● Задание A
Из какого города приехал волонтёр Серёга, о котором говорится в очерке о клинике в Гватемале?
● Задание B
Воспроизведите фрагмент очерка о клинике в Гватемале начиная со слов «Стоит заметить, что» и заканчивая словами «в эти края.», переименовав «Марко» в «Мигель».

● Исходный текст
☆ ☆ ☆

Посреди ночи, сбросив свой рюкзак с плеч, я шагнул в клинику, которая почти на целый месяц стала моим домом, немало поразив готовившийся ко сну и завтрашнему трудовому дню персонал, допивавший последние бокалы и бутылки. Хоть формально заведение пропагандирует ЗОЖ, явного запрета на алкоголь тут нет: главное, чтобы местные крестьяне не видели. Чуть позже я сам понял, что никакой диктатурой здесь не пахнет, всё лояльно, и после трудового дня часто из-под крыши клиники в горах доносился звон бокалов и песни на разных языках. Всё верно – кроме стоящей стык-в-стык с клиникой школьной баскетбольной площадки, куда мы часто ходили побросать мяч, и ежевечерних застолий, развлечений тут почти что нет. Периодически приезжающие с большой земли «новички» – тоже в какой-то степени развлечение и источник новостей: с Интернетом в Чуинахтахуюбе тоже туговато.
– На чём ты приехал? Как ты нас нашёл посреди этой глуши? – удивлённо спрашивал Джейсон, пухлый, и оттого добродушный, американский доктор лет под сорок, уже не первый раз прилетевший в Гватемалу помогать русским коллегам: сделать это для жителя США не так дорого и относительно близко.
– На автобусах, пешком и автостопом, – улыбнулся я, после дальней дороги набивая желудок простой вегетарианской едой. – Вот прямо из твоих Штатов и приехал, безо всяких самолётов.
Я очень быстро внедрился в нестройные ряды международных добровольцев, стараясь находить общий язык с американцами, русскими, гватемальцами. Кстати, российские волонтёры встречаются тут порой совсем экзотические. Например, вместе со мной в клинике находился Серёга из… Анадыря. Удивительно, но именно так он проводит свой долгий северный отпуск: служа медицине за десятки тысяч километров от основного места работы. Забесплатно. Причём, в отличие от настоящих чукчей, которые, по одной из версий, перейдя Берингов пролив пешком, стали предками нынешних индейцев, Сергей прилетел сюда самолётами через Москву, Европу и Панаму. За свой счёт. В Гватемале абрамовичей нет и никогда не было, и едут сюда отнюдь не за высокими северными зарплатами.
Стоит заметить, что некоторые гватемальцы и сейчас получают медицинское образование на социалистической Кубе. Не из-за идеологии, а из-за качества, в первую очередь. Оно претерпело немного изменений с советского времени. Что ж, для гватемальцев это крайне удобно: родной испанский язык, относительная близость и одна из лучших медицинских школ в мире способствуют популярности кубинских институтов среди жителей материковой Центральной Америки. Таким гватемальским врачом «кубинского происхождения» оказался и быстро ставший мне другом Марко – сын какого-то известного доктора из соседней провинции, перебравшийся из одной глуши в другую, за поиском приключений и новых подруг.
Вика немного поделилась тем, как попала в эти края.

☆ ☆ ☆

● Список данных
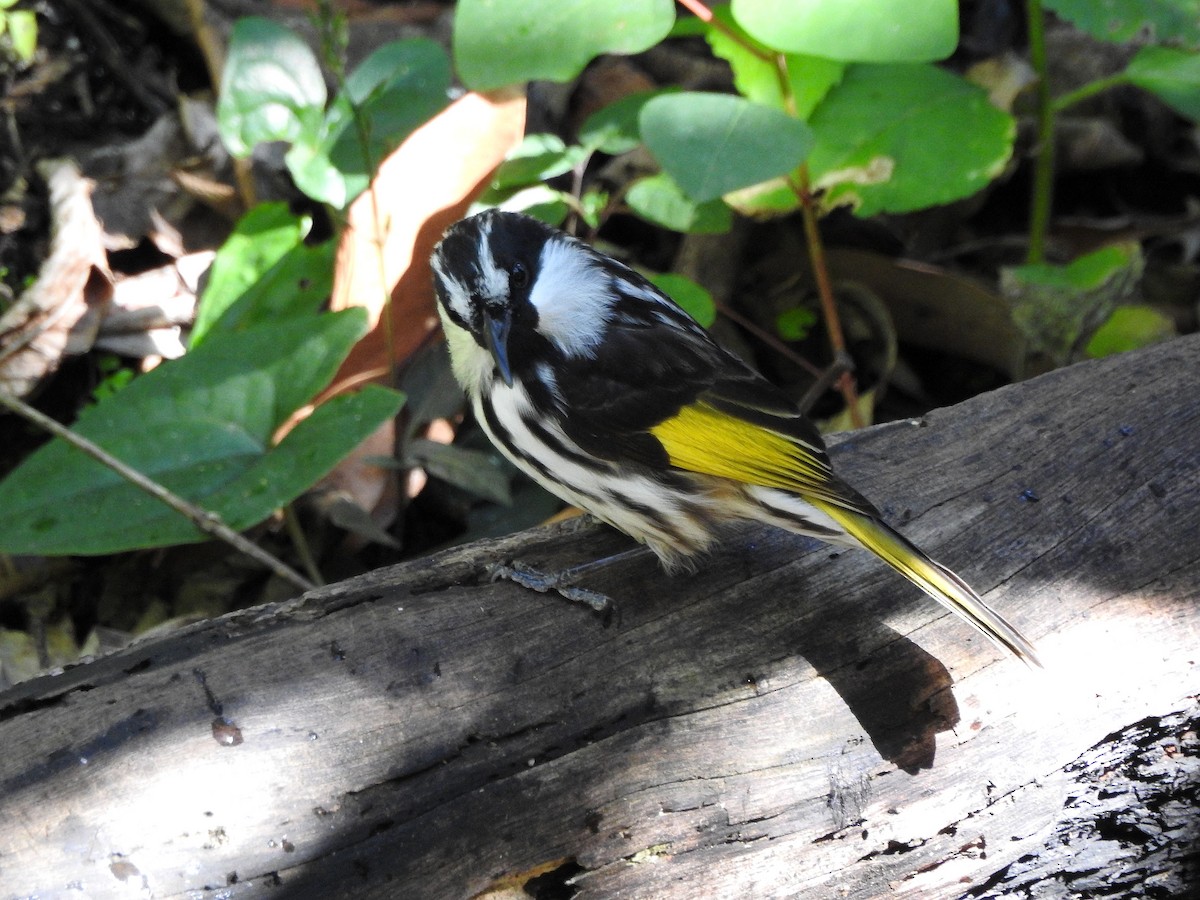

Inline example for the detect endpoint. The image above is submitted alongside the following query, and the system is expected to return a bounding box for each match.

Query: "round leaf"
[638,92,812,203]
[217,16,325,156]
[452,0,674,90]
[578,86,679,156]
[1126,47,1200,121]
[809,64,1016,216]
[733,0,959,62]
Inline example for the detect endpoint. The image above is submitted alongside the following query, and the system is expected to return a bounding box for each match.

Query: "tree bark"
[0,337,1200,899]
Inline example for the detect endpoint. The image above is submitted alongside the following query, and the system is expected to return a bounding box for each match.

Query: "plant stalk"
[1025,0,1055,263]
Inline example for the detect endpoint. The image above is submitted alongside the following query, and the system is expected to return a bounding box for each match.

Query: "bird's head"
[431,210,613,391]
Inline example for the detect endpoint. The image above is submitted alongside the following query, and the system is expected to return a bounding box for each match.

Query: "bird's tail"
[809,499,1042,667]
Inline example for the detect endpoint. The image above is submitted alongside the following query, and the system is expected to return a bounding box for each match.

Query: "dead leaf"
[0,160,113,397]
[317,89,526,524]
[329,89,526,394]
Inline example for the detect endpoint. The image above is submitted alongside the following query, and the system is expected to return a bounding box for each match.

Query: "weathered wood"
[0,337,1200,898]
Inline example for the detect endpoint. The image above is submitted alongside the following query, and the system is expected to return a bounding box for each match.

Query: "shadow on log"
[0,337,1200,898]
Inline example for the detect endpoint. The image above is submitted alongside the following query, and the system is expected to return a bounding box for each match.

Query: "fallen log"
[0,337,1200,898]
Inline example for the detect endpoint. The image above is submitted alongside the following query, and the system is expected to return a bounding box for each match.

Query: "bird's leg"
[799,350,854,415]
[488,546,647,616]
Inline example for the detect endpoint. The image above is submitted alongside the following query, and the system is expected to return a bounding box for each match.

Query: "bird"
[430,209,1040,666]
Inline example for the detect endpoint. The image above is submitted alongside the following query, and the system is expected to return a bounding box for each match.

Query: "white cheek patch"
[475,224,509,300]
[529,239,612,356]
[431,254,470,322]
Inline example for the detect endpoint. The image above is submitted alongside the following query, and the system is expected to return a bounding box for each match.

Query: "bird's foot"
[487,559,614,618]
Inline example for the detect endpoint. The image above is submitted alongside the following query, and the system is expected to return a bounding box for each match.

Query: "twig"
[0,391,317,590]
[1025,0,1055,263]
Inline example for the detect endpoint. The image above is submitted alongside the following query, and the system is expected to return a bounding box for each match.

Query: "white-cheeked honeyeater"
[432,210,1037,665]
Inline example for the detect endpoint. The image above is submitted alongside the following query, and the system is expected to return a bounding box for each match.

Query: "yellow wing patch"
[650,403,829,494]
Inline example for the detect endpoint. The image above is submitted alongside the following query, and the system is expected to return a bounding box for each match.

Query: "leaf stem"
[1051,72,1130,113]
[678,0,776,62]
[788,168,866,428]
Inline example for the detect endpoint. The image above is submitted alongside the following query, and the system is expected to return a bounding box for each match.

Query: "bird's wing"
[557,285,874,512]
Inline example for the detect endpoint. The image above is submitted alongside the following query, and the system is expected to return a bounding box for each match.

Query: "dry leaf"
[0,160,113,397]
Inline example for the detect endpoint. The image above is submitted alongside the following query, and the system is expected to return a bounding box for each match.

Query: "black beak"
[484,308,512,388]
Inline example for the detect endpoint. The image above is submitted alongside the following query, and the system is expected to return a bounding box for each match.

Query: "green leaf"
[638,92,812,203]
[1126,47,1200,121]
[580,187,608,228]
[286,38,450,209]
[775,306,820,341]
[488,133,588,191]
[452,0,674,90]
[217,16,325,156]
[1044,0,1200,48]
[704,5,846,120]
[0,10,37,64]
[733,0,959,62]
[649,272,716,328]
[809,64,1016,217]
[1001,241,1144,365]
[1086,306,1176,358]
[191,203,334,349]
[625,173,733,234]
[578,86,679,156]
[0,310,401,554]
[468,185,571,227]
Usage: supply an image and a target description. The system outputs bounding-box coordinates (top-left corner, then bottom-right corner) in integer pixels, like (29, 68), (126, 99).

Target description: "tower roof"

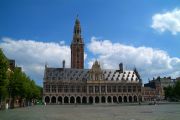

(72, 15), (83, 44)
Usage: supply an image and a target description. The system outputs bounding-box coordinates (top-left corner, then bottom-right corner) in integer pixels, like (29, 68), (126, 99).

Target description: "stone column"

(62, 96), (64, 104)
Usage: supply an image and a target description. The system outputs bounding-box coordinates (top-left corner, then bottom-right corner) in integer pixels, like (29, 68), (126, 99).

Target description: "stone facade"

(43, 19), (143, 104)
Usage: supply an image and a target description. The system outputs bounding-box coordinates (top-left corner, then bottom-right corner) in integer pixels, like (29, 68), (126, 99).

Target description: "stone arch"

(64, 96), (69, 103)
(89, 96), (94, 104)
(118, 96), (122, 103)
(129, 96), (133, 102)
(113, 96), (117, 103)
(123, 96), (127, 102)
(82, 96), (87, 104)
(107, 96), (112, 103)
(44, 96), (50, 103)
(134, 95), (137, 102)
(51, 96), (56, 103)
(58, 96), (63, 104)
(70, 96), (75, 103)
(95, 96), (99, 103)
(76, 96), (81, 103)
(101, 96), (106, 103)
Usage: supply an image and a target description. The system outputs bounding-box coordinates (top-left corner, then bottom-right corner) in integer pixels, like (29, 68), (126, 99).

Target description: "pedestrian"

(6, 103), (9, 110)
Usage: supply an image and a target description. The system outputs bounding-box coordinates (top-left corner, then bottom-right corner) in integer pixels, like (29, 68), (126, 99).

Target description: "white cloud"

(88, 37), (180, 82)
(151, 8), (180, 35)
(0, 38), (71, 85)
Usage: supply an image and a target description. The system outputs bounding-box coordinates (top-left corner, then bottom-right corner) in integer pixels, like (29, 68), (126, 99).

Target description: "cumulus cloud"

(0, 38), (71, 85)
(88, 37), (180, 82)
(151, 8), (180, 35)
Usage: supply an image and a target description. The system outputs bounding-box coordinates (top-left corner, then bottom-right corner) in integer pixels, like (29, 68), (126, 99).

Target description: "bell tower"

(71, 16), (84, 69)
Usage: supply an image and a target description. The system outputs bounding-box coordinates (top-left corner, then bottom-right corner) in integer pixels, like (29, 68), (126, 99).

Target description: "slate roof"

(44, 67), (140, 83)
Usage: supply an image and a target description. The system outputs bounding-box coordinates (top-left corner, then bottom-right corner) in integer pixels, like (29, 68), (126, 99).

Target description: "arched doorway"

(58, 96), (62, 104)
(70, 96), (75, 103)
(101, 96), (106, 103)
(107, 96), (112, 103)
(89, 96), (94, 104)
(139, 96), (142, 102)
(134, 96), (137, 102)
(64, 96), (69, 103)
(51, 96), (56, 103)
(118, 96), (122, 103)
(44, 96), (50, 103)
(76, 96), (81, 103)
(82, 96), (87, 104)
(129, 96), (132, 102)
(95, 96), (99, 103)
(113, 96), (117, 103)
(124, 96), (127, 102)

☆ ☆ ☆

● Поле ответа A
Из Анадыря.

● Поле ответа B
Стоит заметить, что некоторые гватемальцы и сейчас получают медицинское образование на социалистической Кубе. Не из-за идеологии, а из-за качества, в первую очередь. Оно претерпело немного изменений с советского времени. Что ж, для гватемальцев это крайне удобно: родной испанский язык, относительная близость и одна из лучших медицинских школ в мире способствуют популярности кубинских институтов среди жителей материковой Центральной Америки. Таким гватемальским врачом «кубинского происхождения» оказался и быстро ставший мне другом Мигель – сын какого-то известного доктора из соседней провинции, перебравшийся из одной глуши в другую, за поиском приключений и новых подруг.
Вика немного поделилась тем, как попала в эти края.